# Übungstext
+-------+

Dies ist ein Überbleibsel aus der Zeit, als wir noch Mammuts jagten. Damals überlebten diejenigen, die ein Stück von einem erlegten Tier aßen und den Rest für schlechtere Tage speicherten. Andere, die kein Fett einlagern konnten, starben früher, da sie keine Fettreserven hatten. Diese Veranlagung, Fett gut speichern zu können, wurde damals bevorzugt, denn Hungerphasen gab es oft.

Heute muss sich aber keiner von uns durch Hungerperioden quälen. Eigentlich sollte Übergewicht damit vom Tisch sein.

Heute kehrt sich diese Entwicklung von früher ins Gegenteil um. Hungerperioden gibt es keine mehr, aber wir verspeisen noch immer einen Mammut. Wenn Sie heutzutage gut Fett anlagern können, werden Sie dick und leiden unter den Folgeerkrankungen des Übergewichts.

+-------+

# Datensätze
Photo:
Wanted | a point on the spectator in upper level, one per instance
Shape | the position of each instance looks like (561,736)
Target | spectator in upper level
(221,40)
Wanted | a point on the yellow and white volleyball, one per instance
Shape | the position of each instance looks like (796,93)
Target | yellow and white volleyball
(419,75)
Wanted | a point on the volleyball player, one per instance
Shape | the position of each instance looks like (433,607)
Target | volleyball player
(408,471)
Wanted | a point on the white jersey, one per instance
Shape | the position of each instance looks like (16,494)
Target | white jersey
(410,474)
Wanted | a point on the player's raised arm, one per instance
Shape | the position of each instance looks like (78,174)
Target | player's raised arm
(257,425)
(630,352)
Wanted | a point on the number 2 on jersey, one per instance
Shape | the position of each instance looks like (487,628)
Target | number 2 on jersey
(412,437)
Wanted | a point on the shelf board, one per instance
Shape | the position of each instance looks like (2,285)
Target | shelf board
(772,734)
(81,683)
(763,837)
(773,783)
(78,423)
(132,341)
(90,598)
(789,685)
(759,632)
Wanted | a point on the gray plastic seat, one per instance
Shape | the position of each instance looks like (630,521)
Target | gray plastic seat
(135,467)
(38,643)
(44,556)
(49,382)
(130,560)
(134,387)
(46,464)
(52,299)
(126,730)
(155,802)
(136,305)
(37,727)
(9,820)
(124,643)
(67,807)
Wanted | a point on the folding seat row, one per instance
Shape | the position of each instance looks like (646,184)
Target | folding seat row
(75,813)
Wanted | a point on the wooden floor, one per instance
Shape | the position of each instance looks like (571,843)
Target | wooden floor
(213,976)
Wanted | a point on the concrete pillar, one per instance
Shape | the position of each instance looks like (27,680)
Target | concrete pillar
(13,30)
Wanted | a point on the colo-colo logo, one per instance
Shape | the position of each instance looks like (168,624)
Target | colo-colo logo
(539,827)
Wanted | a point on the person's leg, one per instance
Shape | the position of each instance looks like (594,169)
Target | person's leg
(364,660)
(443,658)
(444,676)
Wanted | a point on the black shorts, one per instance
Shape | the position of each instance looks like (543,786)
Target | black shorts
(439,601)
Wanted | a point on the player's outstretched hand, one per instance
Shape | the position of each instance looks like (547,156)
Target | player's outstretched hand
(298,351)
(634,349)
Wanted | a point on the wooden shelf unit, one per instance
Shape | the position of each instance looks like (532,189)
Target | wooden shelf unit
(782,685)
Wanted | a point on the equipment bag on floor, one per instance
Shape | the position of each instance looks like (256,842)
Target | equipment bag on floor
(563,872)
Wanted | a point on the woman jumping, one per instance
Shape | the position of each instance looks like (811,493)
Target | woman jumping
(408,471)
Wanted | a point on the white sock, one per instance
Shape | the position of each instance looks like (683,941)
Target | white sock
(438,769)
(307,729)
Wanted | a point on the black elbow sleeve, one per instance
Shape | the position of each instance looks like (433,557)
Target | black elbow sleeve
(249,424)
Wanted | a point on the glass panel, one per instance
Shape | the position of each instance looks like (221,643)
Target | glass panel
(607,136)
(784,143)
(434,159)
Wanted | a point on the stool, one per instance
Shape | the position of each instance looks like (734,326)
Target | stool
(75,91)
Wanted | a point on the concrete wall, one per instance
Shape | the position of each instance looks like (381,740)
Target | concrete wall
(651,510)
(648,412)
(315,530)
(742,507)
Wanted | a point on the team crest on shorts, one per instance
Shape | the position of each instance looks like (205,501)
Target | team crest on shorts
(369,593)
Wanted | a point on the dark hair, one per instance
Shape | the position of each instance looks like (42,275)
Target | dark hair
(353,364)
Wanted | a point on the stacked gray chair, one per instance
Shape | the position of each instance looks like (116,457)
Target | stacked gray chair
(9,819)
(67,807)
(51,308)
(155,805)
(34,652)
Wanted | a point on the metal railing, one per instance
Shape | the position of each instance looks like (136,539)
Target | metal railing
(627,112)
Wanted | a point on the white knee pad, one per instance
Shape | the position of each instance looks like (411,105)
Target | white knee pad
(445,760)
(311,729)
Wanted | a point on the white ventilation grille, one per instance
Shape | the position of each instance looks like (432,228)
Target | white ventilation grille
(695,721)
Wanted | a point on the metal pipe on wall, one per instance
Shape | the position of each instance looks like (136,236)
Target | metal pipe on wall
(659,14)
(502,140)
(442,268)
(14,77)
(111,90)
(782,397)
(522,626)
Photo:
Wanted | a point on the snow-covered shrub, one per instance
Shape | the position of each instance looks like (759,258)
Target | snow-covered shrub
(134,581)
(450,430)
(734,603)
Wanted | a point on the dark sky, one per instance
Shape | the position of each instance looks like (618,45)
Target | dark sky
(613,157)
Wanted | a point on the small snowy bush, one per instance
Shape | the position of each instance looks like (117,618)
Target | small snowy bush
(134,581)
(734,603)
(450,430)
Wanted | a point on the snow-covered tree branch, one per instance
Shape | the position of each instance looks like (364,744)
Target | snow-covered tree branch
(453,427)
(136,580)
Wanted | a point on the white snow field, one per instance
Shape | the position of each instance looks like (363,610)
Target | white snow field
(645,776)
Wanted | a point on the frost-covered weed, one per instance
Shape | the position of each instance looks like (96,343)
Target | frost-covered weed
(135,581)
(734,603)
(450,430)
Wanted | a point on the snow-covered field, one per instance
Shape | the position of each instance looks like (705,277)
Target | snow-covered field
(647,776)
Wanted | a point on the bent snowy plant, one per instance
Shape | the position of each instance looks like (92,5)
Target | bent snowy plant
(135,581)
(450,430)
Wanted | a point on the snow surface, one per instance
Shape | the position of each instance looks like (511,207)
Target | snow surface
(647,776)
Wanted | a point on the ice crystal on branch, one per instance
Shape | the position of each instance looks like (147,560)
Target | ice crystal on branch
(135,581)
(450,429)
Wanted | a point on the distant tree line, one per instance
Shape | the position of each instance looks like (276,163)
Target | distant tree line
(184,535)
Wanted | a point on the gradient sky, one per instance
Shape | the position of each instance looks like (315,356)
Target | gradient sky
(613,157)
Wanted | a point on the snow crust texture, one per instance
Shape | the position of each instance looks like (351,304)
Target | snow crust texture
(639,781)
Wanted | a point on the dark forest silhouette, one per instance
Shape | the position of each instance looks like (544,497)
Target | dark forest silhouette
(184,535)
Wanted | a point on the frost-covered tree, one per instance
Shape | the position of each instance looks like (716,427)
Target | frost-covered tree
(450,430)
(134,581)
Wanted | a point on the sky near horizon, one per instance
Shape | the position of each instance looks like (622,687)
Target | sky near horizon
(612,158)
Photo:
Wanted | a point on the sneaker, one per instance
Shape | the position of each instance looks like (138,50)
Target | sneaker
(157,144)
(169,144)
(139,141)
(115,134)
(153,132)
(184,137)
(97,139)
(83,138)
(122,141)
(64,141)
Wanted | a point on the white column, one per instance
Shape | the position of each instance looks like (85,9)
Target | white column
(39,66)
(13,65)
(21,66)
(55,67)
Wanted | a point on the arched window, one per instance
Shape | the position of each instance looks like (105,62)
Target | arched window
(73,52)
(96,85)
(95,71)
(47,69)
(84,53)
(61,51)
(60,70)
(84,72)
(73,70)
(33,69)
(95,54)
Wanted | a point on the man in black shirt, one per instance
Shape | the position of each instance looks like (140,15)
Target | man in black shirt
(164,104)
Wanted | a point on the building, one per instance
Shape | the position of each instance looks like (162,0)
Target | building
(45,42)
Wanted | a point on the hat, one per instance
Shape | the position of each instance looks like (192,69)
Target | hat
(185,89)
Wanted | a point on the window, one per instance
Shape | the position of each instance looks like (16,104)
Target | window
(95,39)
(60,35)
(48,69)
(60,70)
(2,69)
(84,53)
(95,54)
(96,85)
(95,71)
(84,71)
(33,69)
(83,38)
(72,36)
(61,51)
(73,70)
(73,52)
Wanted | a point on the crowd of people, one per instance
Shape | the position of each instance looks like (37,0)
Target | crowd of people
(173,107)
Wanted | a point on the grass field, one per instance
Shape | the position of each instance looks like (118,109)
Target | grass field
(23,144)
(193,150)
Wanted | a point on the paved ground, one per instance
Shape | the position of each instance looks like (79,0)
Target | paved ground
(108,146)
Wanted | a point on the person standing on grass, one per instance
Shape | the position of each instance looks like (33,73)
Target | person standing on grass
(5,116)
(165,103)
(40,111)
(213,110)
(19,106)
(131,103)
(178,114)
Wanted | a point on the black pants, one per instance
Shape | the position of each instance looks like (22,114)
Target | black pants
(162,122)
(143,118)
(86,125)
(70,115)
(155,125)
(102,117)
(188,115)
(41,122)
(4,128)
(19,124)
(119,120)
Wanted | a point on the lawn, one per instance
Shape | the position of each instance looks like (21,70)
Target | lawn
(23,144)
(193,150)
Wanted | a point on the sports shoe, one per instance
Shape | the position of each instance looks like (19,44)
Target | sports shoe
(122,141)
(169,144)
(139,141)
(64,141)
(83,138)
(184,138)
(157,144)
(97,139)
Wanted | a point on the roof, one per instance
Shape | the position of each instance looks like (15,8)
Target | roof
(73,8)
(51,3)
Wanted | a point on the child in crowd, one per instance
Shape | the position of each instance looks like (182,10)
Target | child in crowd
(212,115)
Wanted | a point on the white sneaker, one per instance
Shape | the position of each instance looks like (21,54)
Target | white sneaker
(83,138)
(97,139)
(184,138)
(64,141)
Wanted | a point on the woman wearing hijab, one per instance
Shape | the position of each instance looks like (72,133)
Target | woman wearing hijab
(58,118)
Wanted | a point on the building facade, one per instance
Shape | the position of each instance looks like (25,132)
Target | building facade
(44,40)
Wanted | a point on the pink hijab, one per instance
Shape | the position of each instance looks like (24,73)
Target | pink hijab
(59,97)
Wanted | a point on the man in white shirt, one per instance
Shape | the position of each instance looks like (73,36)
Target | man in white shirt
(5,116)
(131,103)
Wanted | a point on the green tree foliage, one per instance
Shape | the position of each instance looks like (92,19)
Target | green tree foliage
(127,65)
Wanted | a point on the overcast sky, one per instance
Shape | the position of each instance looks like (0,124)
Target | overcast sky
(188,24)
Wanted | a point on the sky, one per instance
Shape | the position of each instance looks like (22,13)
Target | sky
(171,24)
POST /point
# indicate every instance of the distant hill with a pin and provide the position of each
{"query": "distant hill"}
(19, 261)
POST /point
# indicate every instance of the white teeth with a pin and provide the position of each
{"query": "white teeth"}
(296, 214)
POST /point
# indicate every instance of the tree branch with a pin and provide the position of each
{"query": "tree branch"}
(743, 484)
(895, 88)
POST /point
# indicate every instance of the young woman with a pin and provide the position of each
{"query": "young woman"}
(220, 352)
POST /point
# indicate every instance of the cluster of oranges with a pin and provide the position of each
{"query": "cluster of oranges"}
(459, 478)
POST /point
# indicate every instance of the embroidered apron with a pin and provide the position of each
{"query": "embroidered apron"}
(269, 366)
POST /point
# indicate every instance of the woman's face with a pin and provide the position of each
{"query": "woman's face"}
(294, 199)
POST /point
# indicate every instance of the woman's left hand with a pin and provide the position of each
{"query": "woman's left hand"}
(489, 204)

+-------+

# Übungen
**A.** Wiederholen Sie aus dem Übungstext wortgetreu alles von „Dies ist ein“ bis hinunter zu „Folgeerkrankungen des Übergewichts.“.
**B.** Geben Sie alle Sätze des Übungstexts wieder, in denen das Wort „Fett“ als eigenständiges Wort vorkommt.
Die Datensätze spielen hierbei keine Rolle.

# Lösungen
**A.**
Dies ist ein Überbleibsel aus der Zeit, als wir noch Mammuts jagten. Damals überlebten diejenigen, die ein Stück von einem erlegten Tier aßen und den Rest für schlechtere Tage speicherten. Andere, die kein Fett einlagern konnten, starben früher, da sie keine Fettreserven hatten. Diese Veranlagung, Fett gut speichern zu können, wurde damals bevorzugt, denn Hungerphasen gab es oft.

Heute muss sich aber keiner von uns durch Hungerperioden quälen. Eigentlich sollte Übergewicht damit vom Tisch sein.

Heute kehrt sich diese Entwicklung von früher ins Gegenteil um. Hungerperioden gibt es keine mehr, aber wir verspeisen noch immer einen Mammut. Wenn Sie heutzutage gut Fett anlagern können, werden Sie dick und leiden unter den Folgeerkrankungen des Übergewichts.

**B.**
- Andere, die kein Fett einlagern konnten, starben früher, da sie keine Fettreserven hatten.
- Diese Veranlagung, Fett gut speichern zu können, wurde damals bevorzugt, denn Hungerphasen gab es oft.
- Wenn Sie heutzutage gut Fett anlagern können, werden Sie dick und leiden unter den Folgeerkrankungen des Übergewichts.